**Jobs**
**A.** List every athlete whom the text on Harry Marra names as coached by him.
**B.** State whether each statement below agrees with the text on Harry Marra, answering yes or no and quoting the deciding words: (i) Marra was born in Cohoes, New York; (ii) Theisen competed for Canada; (iii) Eaton and Theisen were married in July 2014.

**Document excerpt**
= Harry Marra =

American track and field coach (born 1947)

Harry Marra (born 1947 in Cohoes, New York) is an American track and field coach. He is best known as the coach of decathlon world record holder Ashton Eaton. After improving the world record twice and two world championship gold medals, Eaton closed off his career by becoming only the third man to defend the Olympic gold medal in the decathlon. Eaton is also the world record holder in the indoor Heptathlon and won three world championships. He also coached Brianne Theisen, Paul Terek, Sheldon Blockburger and four other 8,000 point decathletes; Brian Brophy, Paul Foxon, Bart Goodell and Chris Wilcox. Theisen won two world championship silver medals in the women's heptathlon, plus the Commonwealth Games and world indoor pentathlon gold medalist for Canada. Training partners under Marra, Eaton and Theisen were married in July 2013, officiated by Marra.

**Dataset extract**
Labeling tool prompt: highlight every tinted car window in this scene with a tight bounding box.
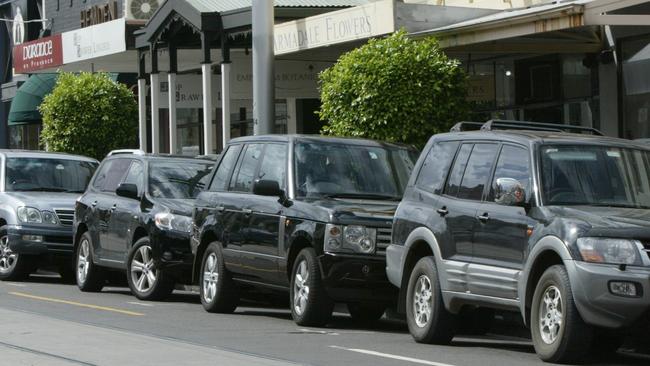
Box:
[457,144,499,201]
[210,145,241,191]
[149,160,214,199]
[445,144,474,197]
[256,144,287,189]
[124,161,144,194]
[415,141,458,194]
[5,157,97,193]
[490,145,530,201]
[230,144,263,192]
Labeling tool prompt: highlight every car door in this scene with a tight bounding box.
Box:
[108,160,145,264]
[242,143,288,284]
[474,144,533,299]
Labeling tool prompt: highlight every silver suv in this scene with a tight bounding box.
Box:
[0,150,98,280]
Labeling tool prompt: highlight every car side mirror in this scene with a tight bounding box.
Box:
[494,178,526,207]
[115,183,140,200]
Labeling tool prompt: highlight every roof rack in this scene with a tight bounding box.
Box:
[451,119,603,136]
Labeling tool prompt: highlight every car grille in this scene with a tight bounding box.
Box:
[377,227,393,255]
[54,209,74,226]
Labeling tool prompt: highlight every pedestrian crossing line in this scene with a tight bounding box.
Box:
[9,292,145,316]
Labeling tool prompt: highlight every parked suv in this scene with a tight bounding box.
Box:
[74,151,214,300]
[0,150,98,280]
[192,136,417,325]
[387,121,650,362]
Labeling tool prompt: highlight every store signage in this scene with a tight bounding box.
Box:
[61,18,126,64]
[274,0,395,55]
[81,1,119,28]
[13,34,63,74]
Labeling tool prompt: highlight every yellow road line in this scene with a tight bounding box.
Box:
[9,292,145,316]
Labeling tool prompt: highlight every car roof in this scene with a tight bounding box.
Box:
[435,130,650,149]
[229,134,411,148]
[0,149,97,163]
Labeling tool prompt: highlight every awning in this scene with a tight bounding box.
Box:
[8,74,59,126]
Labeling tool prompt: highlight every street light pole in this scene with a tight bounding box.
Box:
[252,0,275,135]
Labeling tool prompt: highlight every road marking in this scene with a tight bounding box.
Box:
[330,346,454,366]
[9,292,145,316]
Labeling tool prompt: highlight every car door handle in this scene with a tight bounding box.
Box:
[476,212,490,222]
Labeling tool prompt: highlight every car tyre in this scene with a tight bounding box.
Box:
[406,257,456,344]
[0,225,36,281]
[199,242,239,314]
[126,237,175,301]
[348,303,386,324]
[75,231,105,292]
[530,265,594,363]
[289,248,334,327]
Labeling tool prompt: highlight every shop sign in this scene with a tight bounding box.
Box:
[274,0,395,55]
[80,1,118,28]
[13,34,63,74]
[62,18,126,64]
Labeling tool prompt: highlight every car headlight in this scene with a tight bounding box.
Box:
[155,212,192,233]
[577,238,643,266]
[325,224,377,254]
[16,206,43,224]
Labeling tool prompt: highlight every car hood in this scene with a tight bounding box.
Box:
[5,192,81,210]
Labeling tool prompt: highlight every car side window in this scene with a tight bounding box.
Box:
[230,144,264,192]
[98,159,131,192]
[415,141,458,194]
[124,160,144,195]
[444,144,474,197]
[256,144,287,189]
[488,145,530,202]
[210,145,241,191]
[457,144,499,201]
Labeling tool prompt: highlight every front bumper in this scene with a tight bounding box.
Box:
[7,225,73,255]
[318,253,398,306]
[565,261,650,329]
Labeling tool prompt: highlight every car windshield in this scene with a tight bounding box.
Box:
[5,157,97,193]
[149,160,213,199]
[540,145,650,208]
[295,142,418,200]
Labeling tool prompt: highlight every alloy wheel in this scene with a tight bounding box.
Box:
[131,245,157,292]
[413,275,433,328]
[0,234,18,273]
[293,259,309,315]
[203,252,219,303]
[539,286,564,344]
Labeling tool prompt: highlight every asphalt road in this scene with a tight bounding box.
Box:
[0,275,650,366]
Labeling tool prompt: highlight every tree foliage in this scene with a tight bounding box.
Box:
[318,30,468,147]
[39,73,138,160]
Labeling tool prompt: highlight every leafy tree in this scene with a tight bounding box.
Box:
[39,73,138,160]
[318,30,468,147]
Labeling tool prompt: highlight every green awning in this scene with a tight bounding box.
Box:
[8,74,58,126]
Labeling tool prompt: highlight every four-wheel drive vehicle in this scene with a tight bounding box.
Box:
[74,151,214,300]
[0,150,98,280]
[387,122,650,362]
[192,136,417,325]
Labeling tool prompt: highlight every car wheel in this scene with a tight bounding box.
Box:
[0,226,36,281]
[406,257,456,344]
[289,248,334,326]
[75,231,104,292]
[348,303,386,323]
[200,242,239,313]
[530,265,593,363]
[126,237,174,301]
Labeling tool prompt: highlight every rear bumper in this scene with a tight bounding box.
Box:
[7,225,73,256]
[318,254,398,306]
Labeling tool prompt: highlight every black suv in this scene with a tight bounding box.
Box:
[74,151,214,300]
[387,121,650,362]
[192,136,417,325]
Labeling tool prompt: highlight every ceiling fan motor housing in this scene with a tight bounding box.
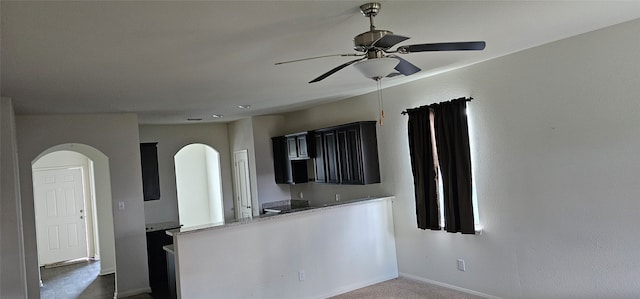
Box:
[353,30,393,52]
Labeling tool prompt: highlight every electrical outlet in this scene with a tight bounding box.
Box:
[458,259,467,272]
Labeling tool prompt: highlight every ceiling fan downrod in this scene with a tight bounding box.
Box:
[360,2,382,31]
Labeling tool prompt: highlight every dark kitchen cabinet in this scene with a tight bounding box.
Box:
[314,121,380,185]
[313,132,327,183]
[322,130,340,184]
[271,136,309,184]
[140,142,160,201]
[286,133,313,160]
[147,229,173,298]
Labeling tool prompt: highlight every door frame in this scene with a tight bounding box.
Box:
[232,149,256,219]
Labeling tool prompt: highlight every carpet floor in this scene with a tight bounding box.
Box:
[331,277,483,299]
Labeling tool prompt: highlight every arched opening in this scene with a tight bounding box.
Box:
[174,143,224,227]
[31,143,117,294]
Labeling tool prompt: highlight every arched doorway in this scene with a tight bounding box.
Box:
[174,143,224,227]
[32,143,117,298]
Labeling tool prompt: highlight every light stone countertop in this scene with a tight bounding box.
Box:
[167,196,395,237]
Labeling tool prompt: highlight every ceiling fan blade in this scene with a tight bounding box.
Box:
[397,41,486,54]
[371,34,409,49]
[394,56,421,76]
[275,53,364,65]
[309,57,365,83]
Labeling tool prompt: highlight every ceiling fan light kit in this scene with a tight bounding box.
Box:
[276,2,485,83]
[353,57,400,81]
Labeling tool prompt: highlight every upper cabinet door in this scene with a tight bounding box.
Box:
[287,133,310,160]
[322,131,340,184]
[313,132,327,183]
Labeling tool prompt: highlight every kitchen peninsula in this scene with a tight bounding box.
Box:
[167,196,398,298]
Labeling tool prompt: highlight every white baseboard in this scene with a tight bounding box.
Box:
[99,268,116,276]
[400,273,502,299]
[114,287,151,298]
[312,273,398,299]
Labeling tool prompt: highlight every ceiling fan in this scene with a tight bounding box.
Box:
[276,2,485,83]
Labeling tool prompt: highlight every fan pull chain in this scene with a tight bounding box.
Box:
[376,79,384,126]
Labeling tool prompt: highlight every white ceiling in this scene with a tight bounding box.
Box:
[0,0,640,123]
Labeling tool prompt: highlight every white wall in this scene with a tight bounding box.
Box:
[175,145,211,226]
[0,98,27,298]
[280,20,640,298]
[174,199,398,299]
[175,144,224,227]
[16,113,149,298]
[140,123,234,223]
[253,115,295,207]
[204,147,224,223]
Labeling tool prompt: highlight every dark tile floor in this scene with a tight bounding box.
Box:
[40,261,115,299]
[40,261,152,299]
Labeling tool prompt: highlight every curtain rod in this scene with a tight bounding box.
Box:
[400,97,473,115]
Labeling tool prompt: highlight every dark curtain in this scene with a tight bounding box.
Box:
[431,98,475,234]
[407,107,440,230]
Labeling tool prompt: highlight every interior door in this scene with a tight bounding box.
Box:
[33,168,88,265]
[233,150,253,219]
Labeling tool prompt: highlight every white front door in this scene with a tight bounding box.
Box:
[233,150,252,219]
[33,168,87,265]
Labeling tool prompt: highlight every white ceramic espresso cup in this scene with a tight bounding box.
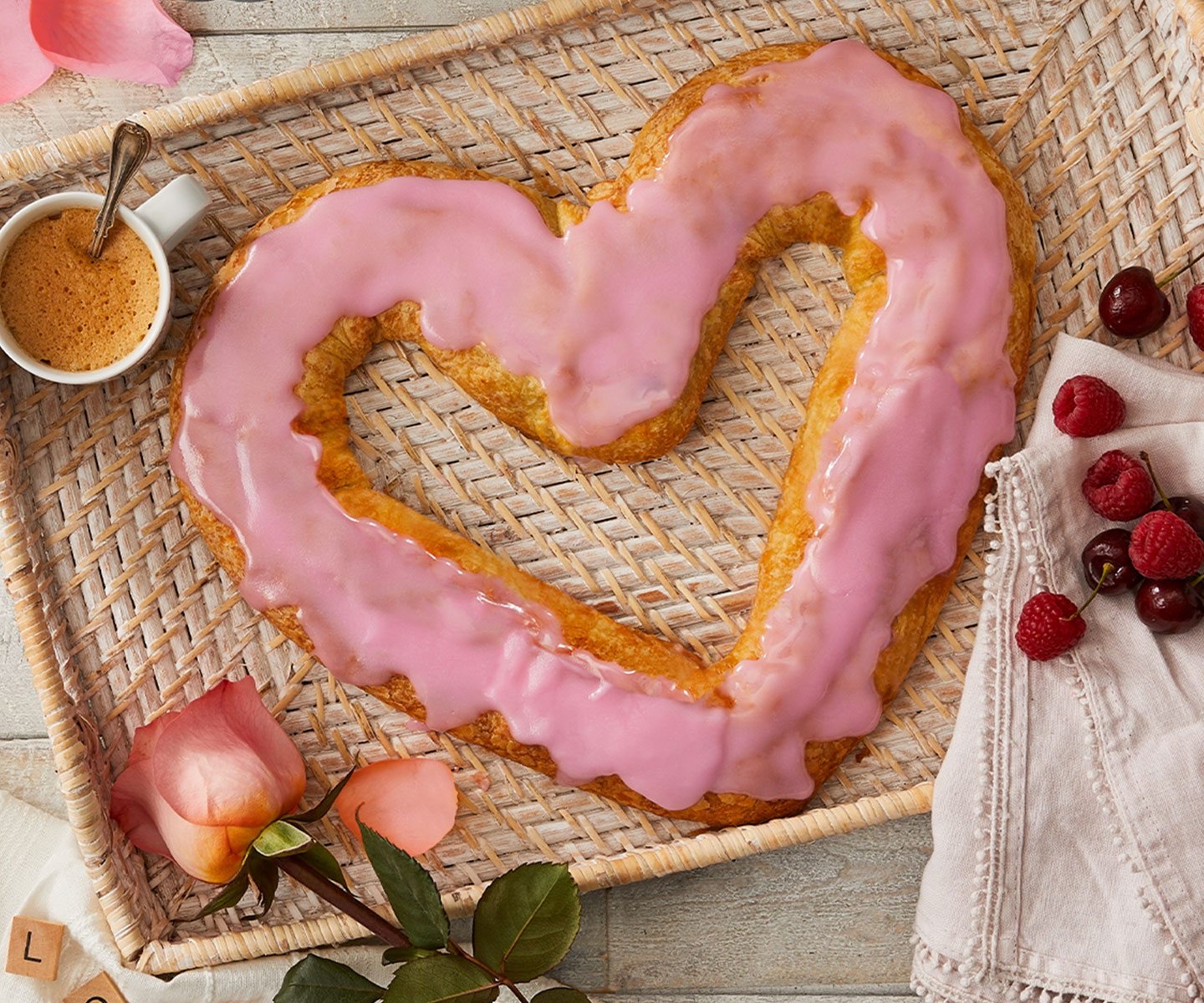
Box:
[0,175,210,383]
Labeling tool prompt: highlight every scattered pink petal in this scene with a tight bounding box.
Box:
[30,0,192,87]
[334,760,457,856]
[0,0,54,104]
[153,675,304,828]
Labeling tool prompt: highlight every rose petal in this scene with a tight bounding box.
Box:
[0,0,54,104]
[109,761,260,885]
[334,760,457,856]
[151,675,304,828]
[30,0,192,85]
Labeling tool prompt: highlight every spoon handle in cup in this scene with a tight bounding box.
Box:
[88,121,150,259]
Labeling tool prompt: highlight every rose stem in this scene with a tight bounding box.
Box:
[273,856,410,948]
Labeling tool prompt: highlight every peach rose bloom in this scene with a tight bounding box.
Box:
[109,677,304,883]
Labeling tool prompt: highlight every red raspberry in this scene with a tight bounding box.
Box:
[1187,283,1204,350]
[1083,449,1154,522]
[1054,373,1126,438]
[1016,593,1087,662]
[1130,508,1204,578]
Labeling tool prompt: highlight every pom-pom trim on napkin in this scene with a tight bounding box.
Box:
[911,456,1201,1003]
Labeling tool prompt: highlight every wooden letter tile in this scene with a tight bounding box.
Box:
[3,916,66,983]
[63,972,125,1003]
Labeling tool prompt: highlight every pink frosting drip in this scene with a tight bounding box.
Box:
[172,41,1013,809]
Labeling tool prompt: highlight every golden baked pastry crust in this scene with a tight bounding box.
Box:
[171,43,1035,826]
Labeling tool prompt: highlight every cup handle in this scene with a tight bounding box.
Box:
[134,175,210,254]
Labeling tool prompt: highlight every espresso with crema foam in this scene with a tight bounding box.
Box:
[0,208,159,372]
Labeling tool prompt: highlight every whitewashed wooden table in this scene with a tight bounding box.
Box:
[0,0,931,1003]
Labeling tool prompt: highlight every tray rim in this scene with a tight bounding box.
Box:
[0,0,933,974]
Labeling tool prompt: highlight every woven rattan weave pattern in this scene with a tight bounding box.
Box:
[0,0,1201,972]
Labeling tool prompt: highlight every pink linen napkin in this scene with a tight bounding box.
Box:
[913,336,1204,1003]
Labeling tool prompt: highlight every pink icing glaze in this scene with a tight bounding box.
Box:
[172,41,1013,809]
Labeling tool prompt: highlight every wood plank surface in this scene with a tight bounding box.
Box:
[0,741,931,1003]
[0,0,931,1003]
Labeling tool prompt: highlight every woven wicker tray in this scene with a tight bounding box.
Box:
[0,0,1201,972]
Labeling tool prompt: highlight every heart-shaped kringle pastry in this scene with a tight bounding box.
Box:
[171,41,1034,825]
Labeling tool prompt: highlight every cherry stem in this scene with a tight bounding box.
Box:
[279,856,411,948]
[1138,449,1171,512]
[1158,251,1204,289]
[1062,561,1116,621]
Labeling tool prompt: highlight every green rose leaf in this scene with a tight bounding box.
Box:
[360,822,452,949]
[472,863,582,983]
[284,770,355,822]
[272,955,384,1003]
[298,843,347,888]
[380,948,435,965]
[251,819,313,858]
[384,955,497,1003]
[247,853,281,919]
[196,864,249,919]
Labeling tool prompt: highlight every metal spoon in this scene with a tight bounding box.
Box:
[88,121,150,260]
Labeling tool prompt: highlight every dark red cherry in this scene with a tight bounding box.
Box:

**Responses to the tasks**
**A.** Ashton Eaton, Brianne Theisen, Paul Terek, Sheldon Blockburger, Brian Brophy, Paul Foxon, Bart Goodell, Chris Wilcox

**B.**
(i) Yes: "born 1947 in Cohoes, New York"
(ii) Yes: "world indoor pentathlon gold medalist for Canada"
(iii) No: "were married in July 2013, officiated by Marra"